Source data:
- - - - -

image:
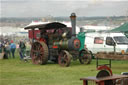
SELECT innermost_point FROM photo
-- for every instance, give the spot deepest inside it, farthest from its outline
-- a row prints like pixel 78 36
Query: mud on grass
pixel 17 72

- - - - -

Written exercise:
Please copy the data above verbatim, omitting the image.

Exercise solution:
image:
SELECT innermost_point FROM photo
-- for every instance, give the spot deepest inside it, farthest from its outline
-- a row prints like pixel 78 36
Query: mud on grass
pixel 17 72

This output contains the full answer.